→ Text extract
## Start

An instance of overfitting: a hypothesis having high variance and being unlikely to generalize well to new examples.

Reduce the number of features:
- Manually select which features to keep.
- Use a model selection algorithm (studied later in the course).
Regularization
- Keep all the features, but reduce the magnitude of parameters $\theta_j$ .
- Regularization works well when we have a lot of slightly useful features.

Regularization

Linear Regression

Cost Function
$\displaystyle\min_{\theta} J(\theta),\ J(\theta)= \dfrac{1}{2m}\ \left[ \sum_{i=1}^m (h_\theta(x^{(i)}) - y^{(i)})^2 + \lambda\ \sum_{j=1}^n \theta_j^2 \right]$
The $\lambda$ , or lambda, is the regularization parameter
Gradient Descent
$\text{Repeat until convergence}\ \lbrace$
$\ \ \theta_0 := \theta_0 - \alpha\ \frac{1}{m}\ \sum_{i=1}^m (h_\theta(x^{(i)}) - y^{(i)})x_0^{(i)}$
$\ \ \theta_j := \theta_j - \alpha\ \left[ \left( \frac{1}{m}\ \sum_{i=1}^m (h_\theta(x^{(i)}) - y^{(i)})x_j^{(i)} \right) + \frac{\lambda}{m}\theta_j \right]\ \ \ \ \ \ \ \ \ \ j \in \lbrace 1,2...n\rbrace$
$\rbrace$
with some manipulation:
$\theta_j := \theta_j(1 - \alpha\frac{\lambda}{m}) - \alpha\frac{1}{m}\sum_{i=1}^m(h_\theta(x^{(i)}) - y^{(i)})x_j^{(i)}$
Normal Equation
$\theta = \left( X^TX + \lambda \cdot L \right)^{-1} X^Ty$
$\text{where}\ \ L = \begin{bmatrix} 0 & & & & \newline & 1 & & & \newline & & 1 & & \newline & & & \ddots & \newline & & & & 1 \newline\end{bmatrix}$
PS: I don't know how to calculate it yet! A pity!

## End

→ Exercise 1
According to the regularization notes, when does regularization work well?
→ Exercise 2
Quote the part of the regularization notes that opens with the words containing "Reduce the number" and closes with "slightly useful features.".

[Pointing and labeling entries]
## Start

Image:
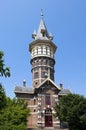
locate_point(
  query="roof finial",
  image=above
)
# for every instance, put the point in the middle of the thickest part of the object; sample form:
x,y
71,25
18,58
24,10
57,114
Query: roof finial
x,y
42,13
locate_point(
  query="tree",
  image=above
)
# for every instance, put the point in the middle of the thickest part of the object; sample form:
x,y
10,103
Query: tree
x,y
72,109
4,71
14,115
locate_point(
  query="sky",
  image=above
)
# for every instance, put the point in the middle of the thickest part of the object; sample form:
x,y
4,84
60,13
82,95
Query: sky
x,y
65,19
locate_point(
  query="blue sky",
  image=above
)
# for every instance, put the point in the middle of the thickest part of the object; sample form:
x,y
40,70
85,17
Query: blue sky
x,y
65,19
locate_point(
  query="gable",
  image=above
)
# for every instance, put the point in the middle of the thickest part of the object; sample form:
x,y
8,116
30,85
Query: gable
x,y
48,86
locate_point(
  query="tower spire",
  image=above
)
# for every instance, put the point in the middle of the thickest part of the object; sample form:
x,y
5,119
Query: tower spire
x,y
42,14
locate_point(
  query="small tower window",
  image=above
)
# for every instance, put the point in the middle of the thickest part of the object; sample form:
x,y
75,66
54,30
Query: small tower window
x,y
43,34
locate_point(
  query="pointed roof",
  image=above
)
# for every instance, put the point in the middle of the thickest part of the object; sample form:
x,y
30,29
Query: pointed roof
x,y
42,32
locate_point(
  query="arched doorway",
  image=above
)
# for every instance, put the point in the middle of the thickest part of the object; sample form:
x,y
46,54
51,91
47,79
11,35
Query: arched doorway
x,y
48,118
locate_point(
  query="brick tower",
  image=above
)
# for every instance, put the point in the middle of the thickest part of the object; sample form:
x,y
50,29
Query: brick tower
x,y
42,51
44,93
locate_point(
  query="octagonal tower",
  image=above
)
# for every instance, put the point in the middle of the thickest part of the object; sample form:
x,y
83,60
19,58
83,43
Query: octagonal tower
x,y
42,51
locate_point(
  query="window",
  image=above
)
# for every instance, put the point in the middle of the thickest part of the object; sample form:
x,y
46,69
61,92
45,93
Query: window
x,y
47,100
36,75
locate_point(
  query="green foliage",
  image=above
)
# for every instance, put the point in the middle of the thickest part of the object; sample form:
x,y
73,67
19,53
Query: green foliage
x,y
4,71
72,109
2,97
14,115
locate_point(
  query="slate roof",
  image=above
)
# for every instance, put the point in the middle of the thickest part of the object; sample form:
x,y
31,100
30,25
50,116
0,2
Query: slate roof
x,y
48,79
42,28
23,89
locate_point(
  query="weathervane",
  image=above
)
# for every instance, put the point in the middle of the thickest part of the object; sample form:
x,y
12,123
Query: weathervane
x,y
42,13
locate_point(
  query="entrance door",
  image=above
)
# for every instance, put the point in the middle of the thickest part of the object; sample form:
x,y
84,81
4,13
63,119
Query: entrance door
x,y
48,117
48,121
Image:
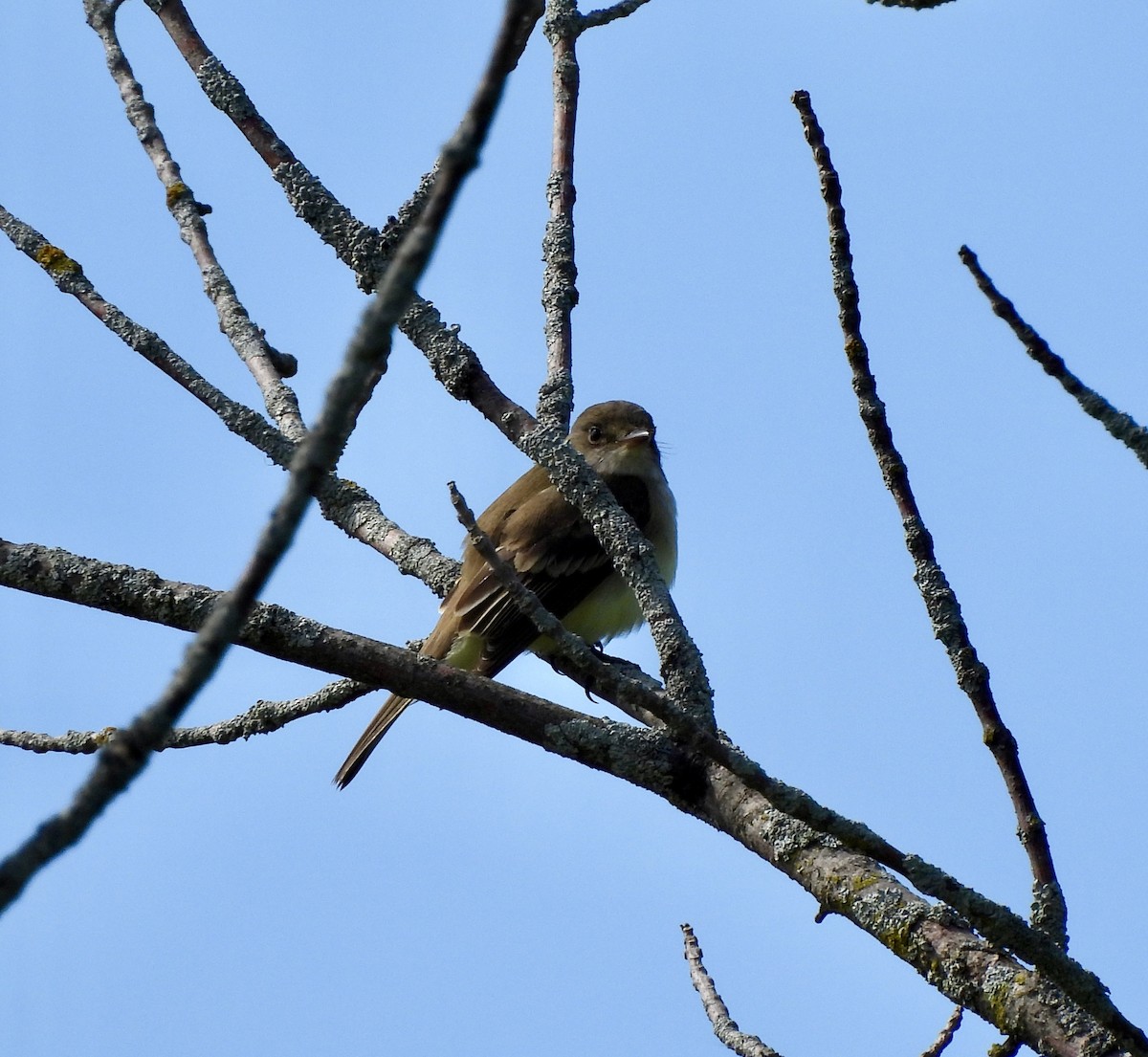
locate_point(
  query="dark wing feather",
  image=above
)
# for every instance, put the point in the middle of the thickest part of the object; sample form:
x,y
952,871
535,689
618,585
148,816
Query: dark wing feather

## End

→ Final answer 1
When there are a lot of slightly useful features.

→ Final answer 2
Reduce the number of features:
- Manually select which features to keep.
- Use a model selection algorithm (studied later in the course).
Regularization
- Keep all the features, but reduce the magnitude of parameters $\theta_j$ .
- Regularization works well when we have a lot of slightly useful features.